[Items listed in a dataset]
+ + + +

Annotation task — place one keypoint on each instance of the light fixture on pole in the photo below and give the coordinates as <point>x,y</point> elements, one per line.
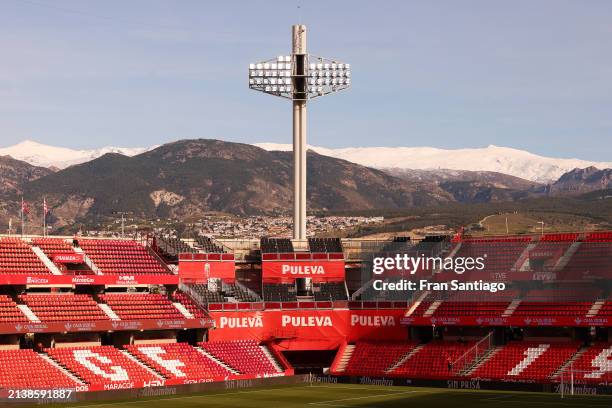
<point>299,77</point>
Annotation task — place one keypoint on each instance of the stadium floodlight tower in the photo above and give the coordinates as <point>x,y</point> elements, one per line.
<point>299,77</point>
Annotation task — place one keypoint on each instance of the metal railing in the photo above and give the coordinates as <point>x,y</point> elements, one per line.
<point>473,355</point>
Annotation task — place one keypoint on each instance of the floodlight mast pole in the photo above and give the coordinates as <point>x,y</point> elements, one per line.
<point>299,130</point>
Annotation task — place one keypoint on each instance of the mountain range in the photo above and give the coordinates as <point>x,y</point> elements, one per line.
<point>188,178</point>
<point>504,160</point>
<point>53,157</point>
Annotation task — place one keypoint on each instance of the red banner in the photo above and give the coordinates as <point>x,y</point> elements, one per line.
<point>103,325</point>
<point>120,280</point>
<point>522,321</point>
<point>308,330</point>
<point>68,257</point>
<point>288,271</point>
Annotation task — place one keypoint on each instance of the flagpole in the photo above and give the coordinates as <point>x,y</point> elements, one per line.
<point>22,216</point>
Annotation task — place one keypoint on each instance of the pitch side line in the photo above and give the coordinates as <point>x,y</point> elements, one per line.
<point>331,402</point>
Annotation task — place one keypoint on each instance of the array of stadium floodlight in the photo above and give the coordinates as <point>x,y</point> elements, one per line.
<point>276,76</point>
<point>299,77</point>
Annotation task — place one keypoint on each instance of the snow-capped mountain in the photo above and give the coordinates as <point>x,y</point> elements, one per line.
<point>514,162</point>
<point>42,155</point>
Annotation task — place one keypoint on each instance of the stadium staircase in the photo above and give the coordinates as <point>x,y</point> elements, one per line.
<point>511,308</point>
<point>521,263</point>
<point>183,310</point>
<point>271,358</point>
<point>46,261</point>
<point>137,361</point>
<point>343,360</point>
<point>61,368</point>
<point>216,360</point>
<point>567,256</point>
<point>432,308</point>
<point>595,308</point>
<point>29,313</point>
<point>569,362</point>
<point>87,260</point>
<point>482,361</point>
<point>109,312</point>
<point>417,303</point>
<point>405,358</point>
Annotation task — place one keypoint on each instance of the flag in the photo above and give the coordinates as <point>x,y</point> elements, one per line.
<point>25,208</point>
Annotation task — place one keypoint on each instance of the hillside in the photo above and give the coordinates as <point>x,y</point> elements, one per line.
<point>188,178</point>
<point>14,174</point>
<point>513,162</point>
<point>582,181</point>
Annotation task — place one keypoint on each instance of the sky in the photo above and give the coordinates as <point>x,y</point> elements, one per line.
<point>533,75</point>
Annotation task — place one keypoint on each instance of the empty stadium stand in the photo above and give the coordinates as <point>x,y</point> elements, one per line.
<point>171,247</point>
<point>17,257</point>
<point>595,364</point>
<point>9,313</point>
<point>207,296</point>
<point>134,306</point>
<point>240,293</point>
<point>102,364</point>
<point>122,257</point>
<point>433,360</point>
<point>279,292</point>
<point>377,358</point>
<point>206,244</point>
<point>329,291</point>
<point>332,245</point>
<point>179,360</point>
<point>63,307</point>
<point>276,245</point>
<point>55,246</point>
<point>189,304</point>
<point>245,356</point>
<point>26,369</point>
<point>525,361</point>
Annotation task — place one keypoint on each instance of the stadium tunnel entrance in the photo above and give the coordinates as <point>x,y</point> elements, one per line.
<point>310,361</point>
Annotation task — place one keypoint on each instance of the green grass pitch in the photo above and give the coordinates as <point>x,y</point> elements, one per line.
<point>348,396</point>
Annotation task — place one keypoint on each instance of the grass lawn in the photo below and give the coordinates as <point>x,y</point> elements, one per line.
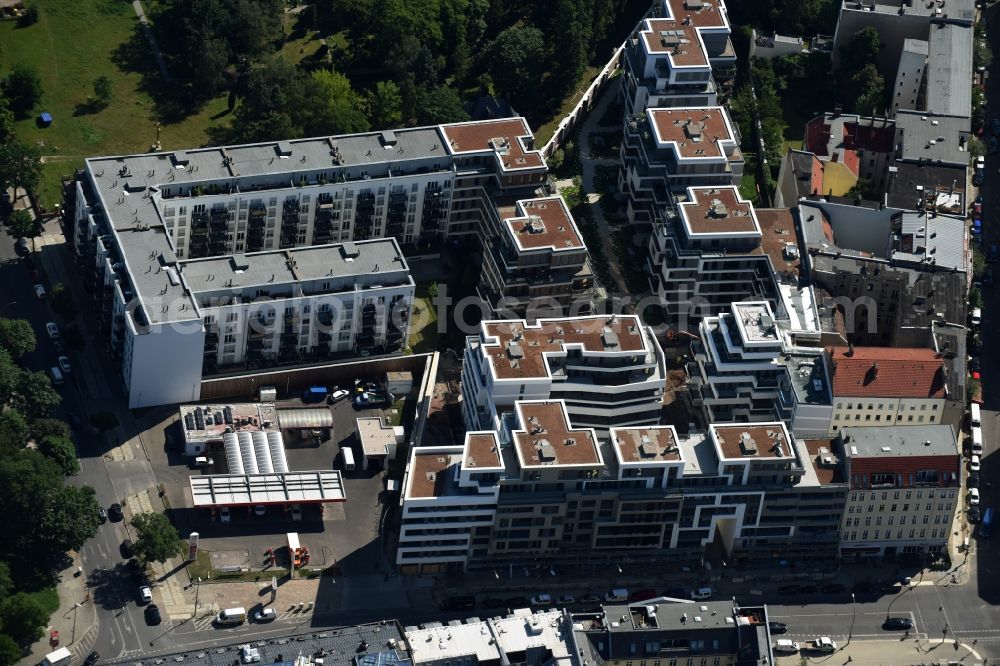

+ + + +

#### [DIRECTIVE]
Could you reproduce the items from the very first one through the line containing "<point>288,271</point>", that line included, with every "keypoint" changed to "marker" and nothing else altered? Leave the pictures out.

#### [TASK RESPONSE]
Annotation task — place one marker on each instance of the light fixture on pole in the photo below and give the coordinates as <point>x,y</point> elements, one per line.
<point>299,77</point>
Annotation task — place one marker on each instance of the stadium floodlight tower in the photo above and give the coordinates as <point>x,y</point> elements, one per line.
<point>299,77</point>
Annotation task — place one marker on each instance of the metal railing in the photo above and give the coordinates as <point>x,y</point> elements, one per line.
<point>473,355</point>
Annotation task — place one marker on each instance of the floodlight mast pole in the photo above and give the coordinates as <point>x,y</point> elements, one per line.
<point>299,130</point>
Annotation task — place one marker on each instance of the mountain range in the photo above and give the coordinates as <point>x,y</point> elements, one per line.
<point>188,178</point>
<point>504,160</point>
<point>53,157</point>
Annotation task — place one marker on each instance of the red banner in the photo above and give the coordinates as <point>x,y</point> elements, one per line.
<point>103,325</point>
<point>120,280</point>
<point>522,321</point>
<point>308,330</point>
<point>68,257</point>
<point>288,271</point>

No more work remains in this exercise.